---------- Extract

# test 5710



## Lil Joe (Jul 12, 2013)

Last Friday 5710 was lost. I haven't had velosity channel for quite awhile. Anyone, any ideas? Lil Joe


----------



## Stewart Vernon (Jan 7, 2005)

Do you subscribe to a package that includes Velocity? And do you have the proper satellite dish locations to receive that channel?


----------



## Lil Joe (Jul 12, 2013)

I have had 5710 for a couple of years or longer with no problems. Thank you, Stewart.


----------



## James Long (Apr 17, 2003)

5710 was REMOVED at 3:31pm on Wednesday ...

5710 TEST removed from 110° TP 13 (HD Preview)

The channel no longer exists (as channel 5710).


----------



## Lil Joe (Jul 12, 2013)

Thank you James. What are my options to get Velosity?


----------



## garys (Nov 4, 2005)

Velosity , channel 246 is in AT120 or higher.


----------



## Stewart Vernon (Jan 7, 2005)

That's why I was asking what package he subscribed to... because 5710 is a test channel... and not one that anyone can depend on being there... and of course now it is gone. So the only way to get Velocity is to subscribe to a channel that it is included with... so IF he should be getting Velocity then he would need to contact a Dish rep and ask them why he isn't getting a channel he is supposed to get... but if he doesn't subscribe to the package that includes Velocity, then that would explain his problem.

--------------------
---------- Given information

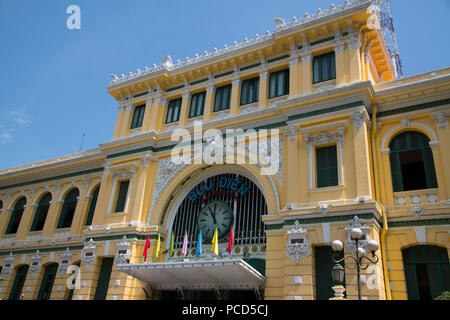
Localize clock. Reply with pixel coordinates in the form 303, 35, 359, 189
198, 200, 234, 239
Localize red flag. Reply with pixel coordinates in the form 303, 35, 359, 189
143, 235, 150, 261
227, 227, 234, 254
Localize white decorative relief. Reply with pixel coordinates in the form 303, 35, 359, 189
114, 236, 131, 265
351, 110, 369, 131
345, 216, 370, 252
317, 203, 332, 214
303, 127, 345, 150
432, 111, 448, 130
0, 252, 14, 279
29, 250, 42, 278
58, 248, 72, 275
81, 239, 97, 270
286, 220, 311, 262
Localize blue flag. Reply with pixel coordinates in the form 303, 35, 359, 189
195, 230, 203, 258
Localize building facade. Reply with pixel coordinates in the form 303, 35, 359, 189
0, 0, 450, 300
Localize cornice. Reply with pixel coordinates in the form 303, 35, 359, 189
106, 0, 372, 90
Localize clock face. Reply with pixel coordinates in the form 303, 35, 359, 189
198, 200, 234, 239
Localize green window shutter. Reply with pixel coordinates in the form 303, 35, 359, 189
67, 263, 80, 300
94, 258, 114, 300
166, 99, 182, 123
37, 263, 58, 300
56, 189, 79, 229
8, 265, 29, 300
313, 51, 336, 83
402, 245, 450, 300
30, 193, 52, 231
269, 69, 289, 99
131, 104, 145, 129
214, 85, 231, 112
85, 186, 100, 226
389, 131, 438, 192
314, 246, 345, 300
5, 197, 27, 234
316, 145, 339, 188
115, 180, 130, 212
189, 92, 206, 118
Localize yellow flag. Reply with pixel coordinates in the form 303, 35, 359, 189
211, 228, 219, 254
155, 234, 161, 258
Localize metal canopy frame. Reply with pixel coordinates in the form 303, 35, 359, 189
117, 259, 265, 293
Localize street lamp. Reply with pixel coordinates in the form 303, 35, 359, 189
331, 228, 379, 300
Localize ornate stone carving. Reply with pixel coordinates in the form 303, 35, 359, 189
345, 216, 370, 252
432, 111, 448, 130
29, 250, 42, 278
317, 203, 331, 214
303, 127, 345, 149
286, 220, 311, 262
410, 206, 424, 219
287, 126, 299, 142
81, 239, 97, 270
351, 110, 369, 131
148, 158, 185, 221
0, 252, 14, 279
58, 248, 72, 275
114, 236, 131, 265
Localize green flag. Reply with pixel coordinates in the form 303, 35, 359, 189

--------------------

Continue the forum thread about test channel 5710 and Velocity, starting after its final post.

= Written reply =
----------



## Willh (Jan 1, 2009)

Velocity is now on channel 246 and is now on the America's Top 120, 120 Plus, 200 and 250 packages. i like having in this package as another person in my household likes some shows on that channel.


----------



## Michael P (Oct 27, 2004)

Now that it's in 120 virtually everybody (with an HD receiver) gets it. 

The "test" channel had a long, interesting run. Anyone else remember when it was a fish tank?


----------



## P Smith (Jul 25, 2002)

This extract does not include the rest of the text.